* [EXERCISE DESCRIPTION]
Report every line of the listing below that contains the string "sleeve", matching its case exactly.

* [MATERIAL PROVIDED]
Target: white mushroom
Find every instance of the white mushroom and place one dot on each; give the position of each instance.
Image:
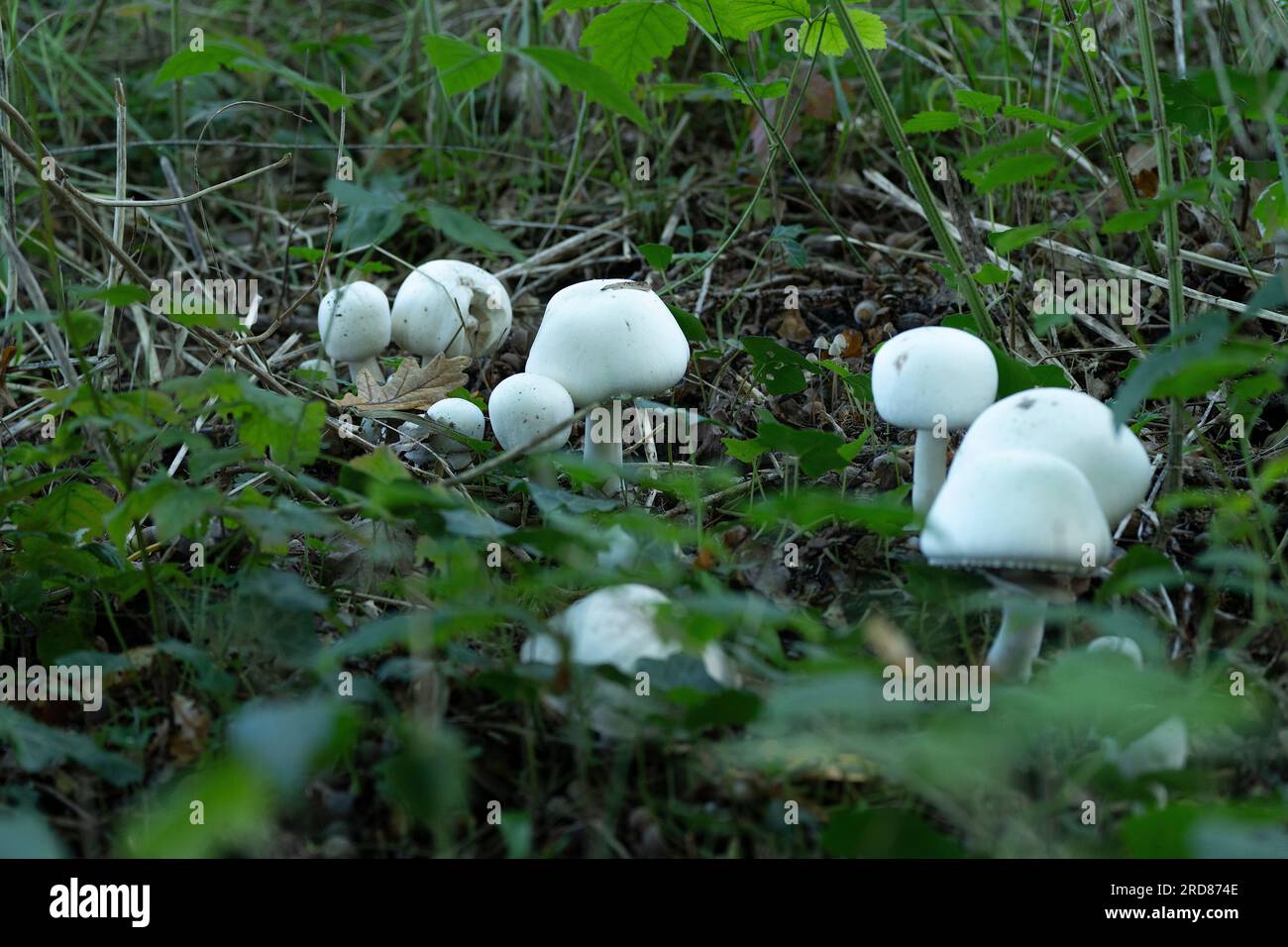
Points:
(618, 626)
(459, 415)
(523, 406)
(1166, 748)
(355, 325)
(935, 380)
(452, 307)
(1074, 427)
(606, 338)
(1031, 514)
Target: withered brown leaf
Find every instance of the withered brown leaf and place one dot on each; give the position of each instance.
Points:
(411, 388)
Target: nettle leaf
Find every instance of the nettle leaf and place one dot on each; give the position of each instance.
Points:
(468, 230)
(587, 77)
(748, 16)
(931, 121)
(1012, 170)
(1014, 239)
(825, 37)
(978, 101)
(187, 63)
(778, 368)
(626, 39)
(462, 65)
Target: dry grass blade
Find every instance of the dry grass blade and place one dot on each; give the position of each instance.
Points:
(412, 388)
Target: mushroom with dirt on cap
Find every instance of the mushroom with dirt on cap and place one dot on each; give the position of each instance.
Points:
(1030, 519)
(606, 338)
(932, 379)
(452, 307)
(618, 626)
(455, 414)
(355, 325)
(1072, 425)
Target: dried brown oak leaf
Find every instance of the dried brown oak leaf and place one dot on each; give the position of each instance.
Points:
(411, 388)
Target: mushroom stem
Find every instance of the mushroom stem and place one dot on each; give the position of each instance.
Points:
(928, 464)
(372, 365)
(606, 453)
(1019, 639)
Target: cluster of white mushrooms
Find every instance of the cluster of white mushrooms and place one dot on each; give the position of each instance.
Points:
(1038, 483)
(597, 339)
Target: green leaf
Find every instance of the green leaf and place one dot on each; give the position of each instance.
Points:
(978, 101)
(931, 121)
(625, 40)
(462, 65)
(1129, 221)
(587, 77)
(1012, 170)
(1014, 239)
(469, 231)
(750, 16)
(991, 274)
(1025, 114)
(824, 35)
(187, 63)
(658, 256)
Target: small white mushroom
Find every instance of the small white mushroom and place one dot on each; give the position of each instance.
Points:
(618, 626)
(935, 380)
(452, 307)
(1166, 748)
(1031, 514)
(355, 325)
(1074, 427)
(523, 406)
(606, 338)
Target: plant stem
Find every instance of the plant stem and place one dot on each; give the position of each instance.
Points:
(1108, 137)
(1171, 226)
(915, 178)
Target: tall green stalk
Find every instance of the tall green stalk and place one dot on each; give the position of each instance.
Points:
(915, 178)
(1108, 137)
(1171, 226)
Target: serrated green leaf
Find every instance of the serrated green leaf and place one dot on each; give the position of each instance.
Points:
(626, 39)
(462, 65)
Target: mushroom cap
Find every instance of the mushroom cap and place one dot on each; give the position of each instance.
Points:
(603, 338)
(481, 300)
(1017, 509)
(424, 317)
(616, 626)
(1117, 644)
(1074, 427)
(459, 415)
(930, 371)
(524, 405)
(355, 322)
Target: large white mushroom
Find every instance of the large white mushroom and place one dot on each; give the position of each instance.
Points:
(452, 307)
(934, 380)
(618, 626)
(1033, 519)
(526, 405)
(355, 325)
(1070, 425)
(606, 338)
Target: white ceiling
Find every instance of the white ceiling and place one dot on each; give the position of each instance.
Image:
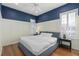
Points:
(28, 7)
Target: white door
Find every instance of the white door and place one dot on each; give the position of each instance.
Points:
(33, 26)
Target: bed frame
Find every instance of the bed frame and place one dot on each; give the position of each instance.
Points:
(45, 53)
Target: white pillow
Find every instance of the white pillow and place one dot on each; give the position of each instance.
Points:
(46, 34)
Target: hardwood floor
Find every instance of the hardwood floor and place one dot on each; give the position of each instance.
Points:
(13, 50)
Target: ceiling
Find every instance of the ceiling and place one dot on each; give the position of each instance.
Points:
(29, 7)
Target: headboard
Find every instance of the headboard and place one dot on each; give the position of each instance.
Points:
(54, 34)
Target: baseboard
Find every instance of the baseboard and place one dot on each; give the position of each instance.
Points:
(0, 51)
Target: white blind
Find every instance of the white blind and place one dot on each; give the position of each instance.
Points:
(68, 26)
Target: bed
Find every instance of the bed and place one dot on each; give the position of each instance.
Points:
(39, 45)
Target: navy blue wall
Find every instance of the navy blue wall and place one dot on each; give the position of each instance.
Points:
(9, 13)
(54, 14)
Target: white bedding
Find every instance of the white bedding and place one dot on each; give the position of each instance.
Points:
(38, 44)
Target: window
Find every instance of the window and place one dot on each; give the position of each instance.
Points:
(68, 26)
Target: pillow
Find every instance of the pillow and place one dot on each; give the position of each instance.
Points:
(46, 34)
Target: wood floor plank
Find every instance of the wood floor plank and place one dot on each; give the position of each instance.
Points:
(13, 50)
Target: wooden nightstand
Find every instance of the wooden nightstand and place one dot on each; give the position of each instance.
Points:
(63, 45)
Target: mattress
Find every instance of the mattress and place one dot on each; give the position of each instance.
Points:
(38, 44)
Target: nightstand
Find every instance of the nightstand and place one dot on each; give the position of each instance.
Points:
(63, 45)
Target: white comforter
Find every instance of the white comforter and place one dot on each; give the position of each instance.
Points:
(37, 43)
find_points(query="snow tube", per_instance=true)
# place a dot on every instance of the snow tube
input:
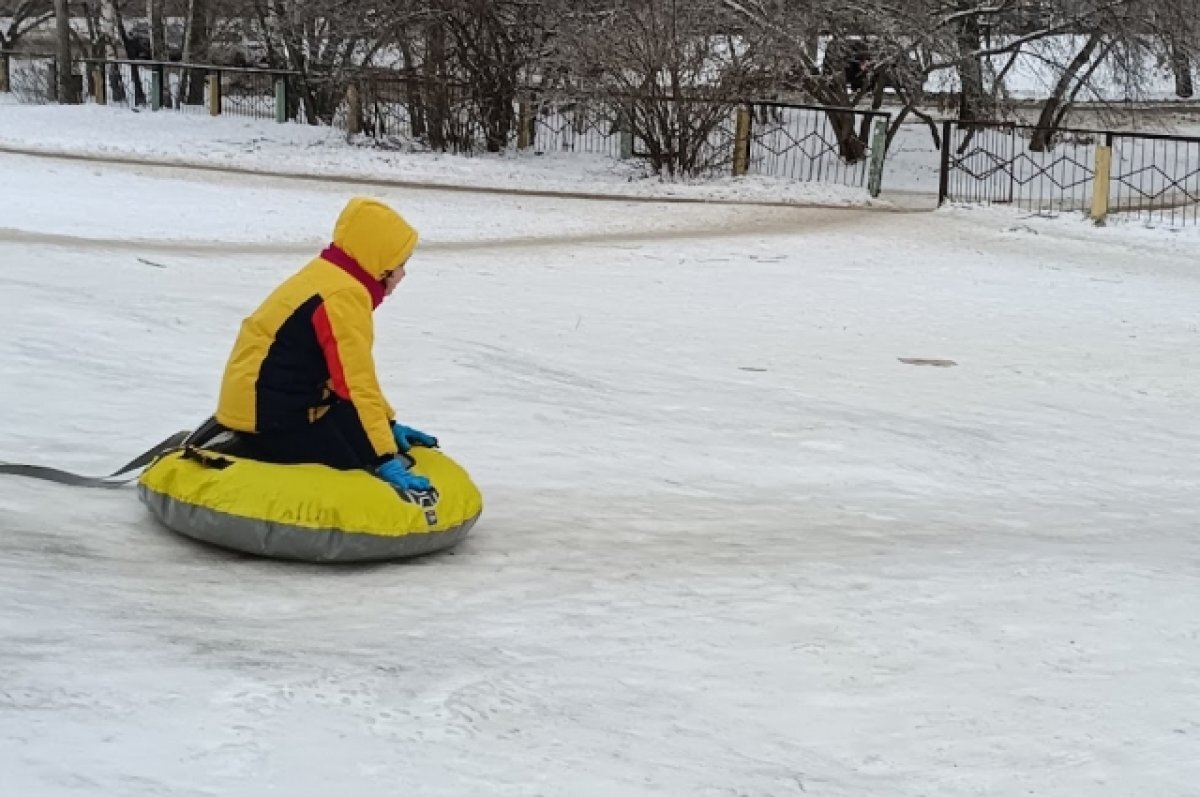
(310, 513)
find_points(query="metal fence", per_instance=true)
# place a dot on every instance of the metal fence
(693, 137)
(813, 143)
(1156, 177)
(1143, 175)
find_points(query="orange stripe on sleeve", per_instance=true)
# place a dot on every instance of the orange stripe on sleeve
(329, 347)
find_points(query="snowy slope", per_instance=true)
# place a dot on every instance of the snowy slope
(262, 145)
(731, 543)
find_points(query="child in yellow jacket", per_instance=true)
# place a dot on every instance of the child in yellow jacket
(300, 384)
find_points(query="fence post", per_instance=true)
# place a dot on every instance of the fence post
(1103, 181)
(215, 94)
(281, 100)
(99, 85)
(879, 151)
(353, 109)
(156, 88)
(627, 131)
(523, 137)
(742, 142)
(943, 180)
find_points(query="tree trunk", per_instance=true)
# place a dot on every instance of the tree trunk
(1181, 64)
(196, 48)
(437, 102)
(1050, 118)
(157, 31)
(972, 96)
(65, 88)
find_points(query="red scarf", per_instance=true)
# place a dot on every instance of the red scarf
(339, 257)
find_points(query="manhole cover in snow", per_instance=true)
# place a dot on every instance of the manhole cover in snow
(921, 360)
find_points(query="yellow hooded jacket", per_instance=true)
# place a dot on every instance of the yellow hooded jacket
(312, 337)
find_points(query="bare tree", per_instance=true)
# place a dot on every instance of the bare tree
(66, 88)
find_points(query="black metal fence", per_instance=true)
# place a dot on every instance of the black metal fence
(1156, 177)
(813, 143)
(693, 137)
(1144, 175)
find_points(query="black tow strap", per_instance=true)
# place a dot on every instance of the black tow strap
(114, 479)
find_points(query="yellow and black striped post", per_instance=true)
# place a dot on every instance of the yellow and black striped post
(1102, 184)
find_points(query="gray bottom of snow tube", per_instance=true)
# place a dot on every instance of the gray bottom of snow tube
(283, 541)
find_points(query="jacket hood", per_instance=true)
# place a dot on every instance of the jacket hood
(375, 235)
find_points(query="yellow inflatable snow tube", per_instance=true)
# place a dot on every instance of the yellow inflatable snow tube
(310, 513)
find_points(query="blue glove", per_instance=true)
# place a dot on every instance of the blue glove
(407, 437)
(397, 475)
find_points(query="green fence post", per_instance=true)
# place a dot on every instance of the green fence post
(879, 151)
(156, 88)
(281, 100)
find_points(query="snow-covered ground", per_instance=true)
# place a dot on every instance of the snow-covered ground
(264, 145)
(731, 544)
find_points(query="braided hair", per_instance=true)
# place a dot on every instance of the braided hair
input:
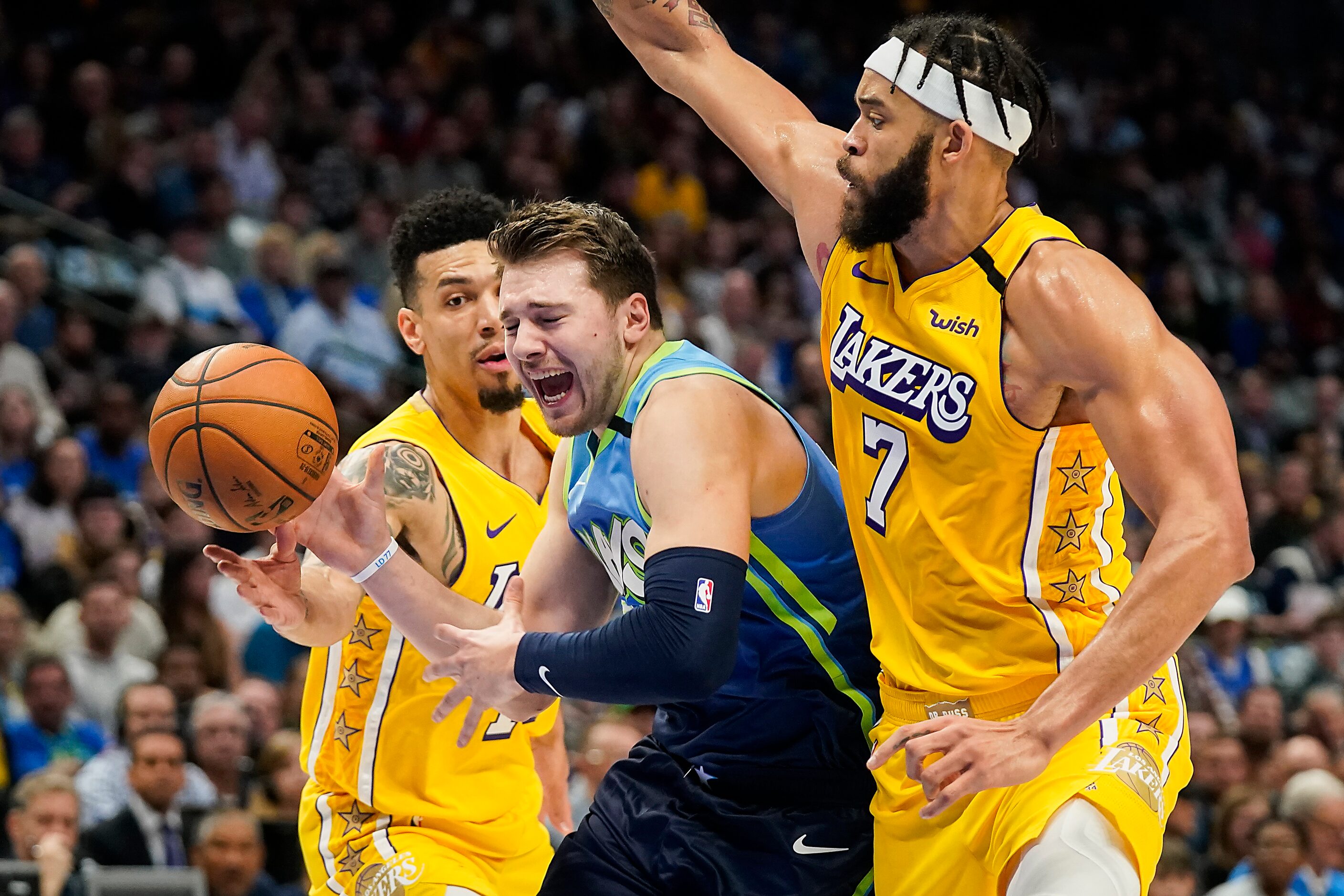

* [SOLUTION]
find_points(query="orange stripe on sleeve", per_instance=true)
# place a dot on every instance of the orange stripe on sleeve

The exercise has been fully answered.